● **What the task asks**:
Convert every line of the data below into a numbered list, skipping blank lines. Leave the images out.
==== Information supplied ====
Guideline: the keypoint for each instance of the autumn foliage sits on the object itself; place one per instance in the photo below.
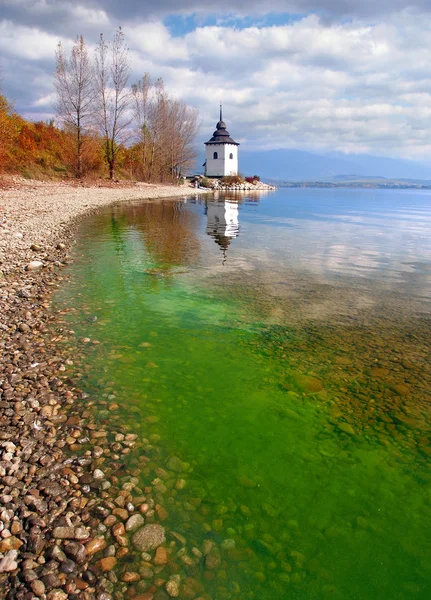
(40, 149)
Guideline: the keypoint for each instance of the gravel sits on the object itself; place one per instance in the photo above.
(52, 533)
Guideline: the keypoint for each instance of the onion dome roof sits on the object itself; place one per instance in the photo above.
(221, 135)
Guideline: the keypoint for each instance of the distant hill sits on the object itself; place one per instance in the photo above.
(297, 165)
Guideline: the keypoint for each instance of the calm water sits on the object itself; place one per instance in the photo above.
(279, 346)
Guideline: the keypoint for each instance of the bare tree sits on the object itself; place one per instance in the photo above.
(141, 97)
(112, 75)
(75, 94)
(184, 125)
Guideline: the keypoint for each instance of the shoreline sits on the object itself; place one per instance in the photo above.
(56, 507)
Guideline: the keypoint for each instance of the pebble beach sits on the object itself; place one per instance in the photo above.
(64, 523)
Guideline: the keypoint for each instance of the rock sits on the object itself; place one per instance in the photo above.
(95, 546)
(8, 563)
(57, 595)
(68, 566)
(118, 530)
(130, 577)
(134, 522)
(38, 587)
(149, 537)
(10, 543)
(161, 557)
(162, 513)
(107, 563)
(76, 552)
(63, 533)
(34, 265)
(172, 588)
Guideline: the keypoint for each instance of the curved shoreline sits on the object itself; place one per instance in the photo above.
(51, 525)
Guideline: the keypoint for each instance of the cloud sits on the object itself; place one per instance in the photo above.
(346, 85)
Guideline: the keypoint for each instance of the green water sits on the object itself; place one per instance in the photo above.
(291, 378)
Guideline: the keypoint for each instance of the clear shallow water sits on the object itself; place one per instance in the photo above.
(279, 346)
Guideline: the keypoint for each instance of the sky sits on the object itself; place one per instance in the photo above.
(344, 76)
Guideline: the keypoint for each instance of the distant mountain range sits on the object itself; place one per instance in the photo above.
(297, 165)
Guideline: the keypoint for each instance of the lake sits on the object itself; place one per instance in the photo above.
(271, 352)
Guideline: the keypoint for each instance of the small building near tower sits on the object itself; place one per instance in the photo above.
(221, 153)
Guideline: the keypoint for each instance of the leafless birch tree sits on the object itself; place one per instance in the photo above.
(141, 97)
(75, 94)
(112, 75)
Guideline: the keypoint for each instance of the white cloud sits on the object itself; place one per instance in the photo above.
(350, 86)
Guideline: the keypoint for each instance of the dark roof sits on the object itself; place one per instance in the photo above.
(221, 135)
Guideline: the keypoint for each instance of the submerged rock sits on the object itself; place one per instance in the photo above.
(34, 265)
(149, 537)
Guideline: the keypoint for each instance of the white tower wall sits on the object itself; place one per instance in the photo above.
(223, 164)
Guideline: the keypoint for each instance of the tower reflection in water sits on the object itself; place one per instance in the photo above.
(222, 223)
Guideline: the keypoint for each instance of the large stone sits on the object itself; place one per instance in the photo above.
(149, 537)
(8, 563)
(10, 543)
(172, 589)
(134, 522)
(161, 557)
(34, 265)
(107, 563)
(63, 533)
(76, 552)
(95, 546)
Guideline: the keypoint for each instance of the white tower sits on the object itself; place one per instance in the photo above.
(221, 152)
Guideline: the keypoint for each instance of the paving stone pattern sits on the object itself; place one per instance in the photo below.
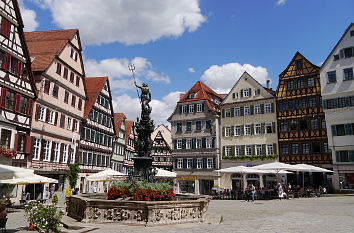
====
● **Solution to this task**:
1. Guideline: the keypoint for each instance of the autumn foliage sits on the object itself; place one per instance in the photo below.
2. (40, 149)
3. Guideline: the keypoint for each instance of the gravel sits on the object itself; place one per instance in the photo above.
4. (52, 533)
5. Guideline: the keypoint for each instance of the onion dome roof sits on the object itself; place one per instance in the photo above.
6. (221, 135)
7. Guideline: the keypoint for each instance of the distant hill sits on the object itself; place one per instance in the photo above.
8. (297, 165)
9. Guideline: the keypoint for each instance of the calm water sits on the object itself; place one per instance in the photo above.
10. (279, 346)
11. Guideline: the keypoint for each instance of the bare tree sits on the object itself; place one per instance in the photo above.
12. (141, 97)
13. (112, 75)
14. (75, 94)
15. (184, 125)
16. Guideline: the keypoint for each instance of the shoreline sits on the object itself; place one per instance in the photo above.
17. (56, 507)
18. Guideline: the keypoint for each instance of the pebble beach sits on the object itself; place one per instance in the photo above.
19. (64, 523)
20. Guideline: the keypoint for each instance of the rock sits on the object itself; place one per instance in the photo above.
21. (95, 546)
22. (8, 563)
23. (57, 595)
24. (68, 566)
25. (118, 530)
26. (130, 577)
27. (134, 522)
28. (38, 587)
29. (149, 537)
30. (10, 543)
31. (161, 557)
32. (162, 513)
33. (107, 563)
34. (76, 552)
35. (63, 533)
36. (34, 265)
37. (172, 588)
38. Guideline: the keypoint for each instance of the curved shoreline sits on the object itself; place one per instance in the photo above.
39. (51, 525)
40. Guideline: the keypoint for each instance of the cloud sits on the object itself; place one per instance in the photo above.
41. (346, 85)
42. Guideline: the keypoint for each instance of the green water sits on the object itself; place one per instance in the photo above.
43. (291, 378)
44. Guideline: the keypoint for each instance of the clear shallow water sits on the object itself; place one per instance in the photo above.
45. (279, 346)
46. Guideline: the keypoint for each instance of the sky sits on the object itself; place one per instance in the photo above.
47. (344, 76)
48. Guideline: the keypoint for each instance of the distant mountain range sits on the object itself; place one per instance in the photo above.
49. (297, 165)
50. Guideline: the keypoint for each instance of the lake sits on the object itself; place one per instance in the photo above.
51. (271, 352)
52. Guideline: the keypoint for each instance of the small building near tower sits on the object itself; place one per instance in the photo above.
53. (221, 153)
54. Guideline: the keypoint for each instance of the leafless birch tree sits on the object itself; place one per instance in the photo above.
55. (141, 97)
56. (75, 94)
57. (112, 75)
58. Guideline: the keypoint for each instance of the white cloud sits on the object itself; place one per instance in the photo above.
59. (350, 86)
60. Guideline: the keypoint for each instance of the dark roof sits on the object itself; place one per instance in the photo above.
61. (221, 135)
62. Guideline: the keypoint for each instance of the submerged rock sits on the object itself; place one per instance in the photo above.
63. (34, 265)
64. (149, 537)
65. Guideline: the keypoint for each instance of the white tower wall sits on the object itself; place one per instance in the photo above.
66. (223, 164)
67. Guideline: the keypoint for each instance of the tower reflection in water sits on the object itself; place one per instance in the photo above.
68. (222, 223)
69. Guideline: the keypoint for each instance of the large stone sits on the object itself; place one per instance in the photo above.
70. (149, 537)
71. (8, 563)
72. (10, 543)
73. (172, 589)
74. (134, 522)
75. (161, 557)
76. (34, 265)
77. (107, 563)
78. (63, 533)
79. (76, 552)
80. (95, 546)
81. Guideline: the keypoint for each instance of the white tower sits on the object itself; place one per instance in the photo above.
82. (221, 152)
83. Guideline: the keypoint for each instance of the paving stone pattern sits on the object itself; place one per instance in the photo below.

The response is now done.